BEGIN Text

Here’s a collection of some of the best blonde jokes and memes that have been circulating around the internet. These trending jokes could be hilarious for you and we highly recommend sharing them with friends, family, and other relatives.
A blonde asks “What do the letters “IDK” mean?”
Friend response: “I don’t know.”
The blonde: “oh my god, nobody knows…”
A man hires a blonde contractor to re-paint his porch. He shares that all the brushes and paint are in the garage. The blonde goes to the garage to get all the supplies and start the job. About an hour later, the blonde knocks on the door and shares that she is done painting the porch. “Are you already done? wow, that was fast!” says the man, quite impressed.
The blonde responds “Yes, it’s all done, and there was enough paint for two coats.” The man thanks her profusely. The blonde adds “Oh, and by the way, it’s not a Porsche, it was a Ferrari”.
I went on a date with a blonde woman last night… That was the joke…
A man goes to a food truck and sees the menu:
He asks the gorgeous woman working in the truck “are you the one doing the handjobs”. “Yes” responds the blonde very suggestively.
The man responds: “Well, could you please wash your hands? I would like a cheeseburger.”
At the office, a blonde’s computer had technical issues. I wonder why.
A blonde flies from Cleveland to Los Angeles. Even though she only purchased an economy ticket, she decides to sit in an empty business class seat. A flight attendant notices and politely asks her to move back to economy. The blonde responds: “I’m young and attractive, I’m flying to Los Angeles, and I want to be in first class. Sorry but I’m not moving.”…
… The flight attendant talks to the team captain who shares: “I have dated many blondes, and I know exactly what to say”. He peacefully walks up the blonde and asks her to move. The blonde responds the same thing “I’m young and attractive, I’m flying to Los Angeles, and I want to be in first class. Sorry but I’m not moving.” The captain then kindly whispers something to her. The blonde quickly takes her bags and returns to economy.” The flight attendant is so surprised… and asks “what did you tell her???”. The captain responds “It is really very easy. When she said she was flying to Los Angeles, I told her “Absolutely. But you see, first class is NOT going to Los Angeles. Only the economy class is.”

END Text

- [Your tasks]:
[1] In the jokes text, where does the man tell the contractor the brushes and paint are kept?
[2] Count the lines of the records that contain the string "petal", and reply with only that number.
The text and the records have no connection to each other.

BEGIN Task input

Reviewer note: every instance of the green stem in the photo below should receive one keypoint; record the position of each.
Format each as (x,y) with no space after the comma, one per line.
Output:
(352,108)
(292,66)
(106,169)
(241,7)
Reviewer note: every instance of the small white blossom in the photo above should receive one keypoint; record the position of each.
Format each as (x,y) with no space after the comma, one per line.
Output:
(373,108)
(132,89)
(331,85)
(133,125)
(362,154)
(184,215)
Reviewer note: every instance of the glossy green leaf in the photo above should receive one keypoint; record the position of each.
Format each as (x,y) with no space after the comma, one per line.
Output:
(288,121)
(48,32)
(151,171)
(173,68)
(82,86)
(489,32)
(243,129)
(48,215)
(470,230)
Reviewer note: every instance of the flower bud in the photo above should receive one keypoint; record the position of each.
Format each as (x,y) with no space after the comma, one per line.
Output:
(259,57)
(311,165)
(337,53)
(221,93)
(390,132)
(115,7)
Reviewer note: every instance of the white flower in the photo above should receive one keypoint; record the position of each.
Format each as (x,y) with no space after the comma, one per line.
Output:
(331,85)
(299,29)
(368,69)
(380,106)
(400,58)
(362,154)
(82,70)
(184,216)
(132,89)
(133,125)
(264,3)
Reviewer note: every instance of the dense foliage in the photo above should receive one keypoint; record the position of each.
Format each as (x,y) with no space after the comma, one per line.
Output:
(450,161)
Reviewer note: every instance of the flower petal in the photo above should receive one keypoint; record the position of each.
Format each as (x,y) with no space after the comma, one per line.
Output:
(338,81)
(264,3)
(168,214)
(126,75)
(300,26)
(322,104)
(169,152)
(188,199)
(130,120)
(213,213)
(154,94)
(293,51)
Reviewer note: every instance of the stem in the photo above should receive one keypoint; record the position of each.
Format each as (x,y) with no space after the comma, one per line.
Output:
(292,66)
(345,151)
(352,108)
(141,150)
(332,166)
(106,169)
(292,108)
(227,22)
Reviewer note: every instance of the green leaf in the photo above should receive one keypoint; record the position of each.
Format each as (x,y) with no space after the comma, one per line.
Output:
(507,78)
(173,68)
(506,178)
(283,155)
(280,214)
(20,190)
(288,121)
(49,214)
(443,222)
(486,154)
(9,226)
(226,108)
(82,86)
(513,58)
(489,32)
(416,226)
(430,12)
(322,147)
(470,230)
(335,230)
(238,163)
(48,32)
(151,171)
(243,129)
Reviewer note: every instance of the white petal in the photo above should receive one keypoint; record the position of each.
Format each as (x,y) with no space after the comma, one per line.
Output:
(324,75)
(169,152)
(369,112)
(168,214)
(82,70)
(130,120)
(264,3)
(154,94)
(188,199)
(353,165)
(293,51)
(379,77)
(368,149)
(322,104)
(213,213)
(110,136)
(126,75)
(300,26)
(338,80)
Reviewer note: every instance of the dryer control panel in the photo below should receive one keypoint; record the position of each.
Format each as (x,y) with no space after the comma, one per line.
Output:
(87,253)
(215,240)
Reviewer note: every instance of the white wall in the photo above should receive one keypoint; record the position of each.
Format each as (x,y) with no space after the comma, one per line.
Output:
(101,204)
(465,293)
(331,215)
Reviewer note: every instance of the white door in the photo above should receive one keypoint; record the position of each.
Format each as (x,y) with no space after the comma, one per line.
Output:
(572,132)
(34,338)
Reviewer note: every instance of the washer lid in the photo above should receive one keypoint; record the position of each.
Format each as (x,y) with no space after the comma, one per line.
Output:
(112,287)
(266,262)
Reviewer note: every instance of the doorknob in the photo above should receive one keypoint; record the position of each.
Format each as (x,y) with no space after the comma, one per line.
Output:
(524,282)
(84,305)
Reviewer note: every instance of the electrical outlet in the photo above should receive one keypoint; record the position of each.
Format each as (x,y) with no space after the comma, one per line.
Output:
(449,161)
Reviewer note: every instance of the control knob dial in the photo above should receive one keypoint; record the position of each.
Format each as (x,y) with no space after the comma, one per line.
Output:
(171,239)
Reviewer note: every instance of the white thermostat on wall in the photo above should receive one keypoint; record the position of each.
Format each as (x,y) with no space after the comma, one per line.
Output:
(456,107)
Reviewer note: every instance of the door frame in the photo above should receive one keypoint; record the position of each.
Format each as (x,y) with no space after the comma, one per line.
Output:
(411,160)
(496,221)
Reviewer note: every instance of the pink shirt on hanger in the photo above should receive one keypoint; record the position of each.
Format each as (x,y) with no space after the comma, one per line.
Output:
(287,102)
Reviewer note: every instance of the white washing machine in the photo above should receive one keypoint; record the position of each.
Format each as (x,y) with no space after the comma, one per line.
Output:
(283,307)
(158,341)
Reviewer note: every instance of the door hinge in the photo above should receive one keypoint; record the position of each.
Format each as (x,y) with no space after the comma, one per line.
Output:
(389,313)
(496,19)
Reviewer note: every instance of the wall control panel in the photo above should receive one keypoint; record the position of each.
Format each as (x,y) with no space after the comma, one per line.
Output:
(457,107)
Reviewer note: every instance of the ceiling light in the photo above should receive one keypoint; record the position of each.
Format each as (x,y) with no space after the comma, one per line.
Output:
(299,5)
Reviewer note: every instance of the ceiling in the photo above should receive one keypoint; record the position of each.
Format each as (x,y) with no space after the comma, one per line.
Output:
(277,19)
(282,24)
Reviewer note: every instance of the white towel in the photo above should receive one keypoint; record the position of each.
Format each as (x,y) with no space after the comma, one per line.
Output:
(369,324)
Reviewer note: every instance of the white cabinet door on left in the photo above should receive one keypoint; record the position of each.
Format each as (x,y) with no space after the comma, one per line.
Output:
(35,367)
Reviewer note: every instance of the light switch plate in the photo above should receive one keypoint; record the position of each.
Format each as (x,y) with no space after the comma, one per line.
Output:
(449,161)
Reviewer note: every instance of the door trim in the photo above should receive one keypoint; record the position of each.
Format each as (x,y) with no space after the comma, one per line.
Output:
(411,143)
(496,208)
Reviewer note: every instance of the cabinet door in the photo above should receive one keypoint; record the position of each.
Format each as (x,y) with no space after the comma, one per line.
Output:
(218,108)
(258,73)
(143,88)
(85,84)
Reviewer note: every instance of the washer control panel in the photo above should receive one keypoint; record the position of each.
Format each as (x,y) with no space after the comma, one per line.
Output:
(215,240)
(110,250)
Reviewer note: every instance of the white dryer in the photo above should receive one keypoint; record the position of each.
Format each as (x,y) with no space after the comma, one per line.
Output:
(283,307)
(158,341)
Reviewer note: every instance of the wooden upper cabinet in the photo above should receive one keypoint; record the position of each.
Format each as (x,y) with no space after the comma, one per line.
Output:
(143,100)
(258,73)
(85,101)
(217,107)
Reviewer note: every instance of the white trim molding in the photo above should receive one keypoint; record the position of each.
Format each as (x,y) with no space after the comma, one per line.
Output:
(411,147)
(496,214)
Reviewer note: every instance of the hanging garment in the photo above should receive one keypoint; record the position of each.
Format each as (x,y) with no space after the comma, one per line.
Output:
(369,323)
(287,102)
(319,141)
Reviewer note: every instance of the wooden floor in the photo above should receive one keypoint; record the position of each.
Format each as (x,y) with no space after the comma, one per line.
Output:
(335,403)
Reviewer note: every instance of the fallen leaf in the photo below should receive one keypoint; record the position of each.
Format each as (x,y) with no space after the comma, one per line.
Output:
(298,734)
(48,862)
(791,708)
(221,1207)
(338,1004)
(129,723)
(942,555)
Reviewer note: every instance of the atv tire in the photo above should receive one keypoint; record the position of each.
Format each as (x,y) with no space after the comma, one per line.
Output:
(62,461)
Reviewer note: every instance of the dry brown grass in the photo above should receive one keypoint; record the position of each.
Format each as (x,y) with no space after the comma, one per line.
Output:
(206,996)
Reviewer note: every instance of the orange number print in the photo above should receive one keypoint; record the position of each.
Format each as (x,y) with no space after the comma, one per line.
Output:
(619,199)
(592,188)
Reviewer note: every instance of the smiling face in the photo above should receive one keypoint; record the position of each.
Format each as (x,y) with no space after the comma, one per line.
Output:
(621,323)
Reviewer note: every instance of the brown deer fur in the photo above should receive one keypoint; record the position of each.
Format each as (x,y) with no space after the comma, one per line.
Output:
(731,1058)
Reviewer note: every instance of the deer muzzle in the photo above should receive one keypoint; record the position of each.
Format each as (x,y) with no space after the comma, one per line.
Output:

END Task input

- [Task-by-task answers]:
[1] In the garage.

[2] 2